>>

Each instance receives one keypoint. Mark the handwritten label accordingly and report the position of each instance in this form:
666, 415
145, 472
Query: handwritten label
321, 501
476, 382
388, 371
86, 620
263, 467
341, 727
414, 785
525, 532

<<

Each line in the listing is to be returned exactly.

EXERCISE OUTPUT
Each instance receives one keypoint. Mark the handwritten label accordingly and report the position of each instance in this form:
666, 415
145, 472
Query: handwritten label
321, 501
476, 382
388, 371
86, 620
263, 467
341, 727
414, 785
525, 532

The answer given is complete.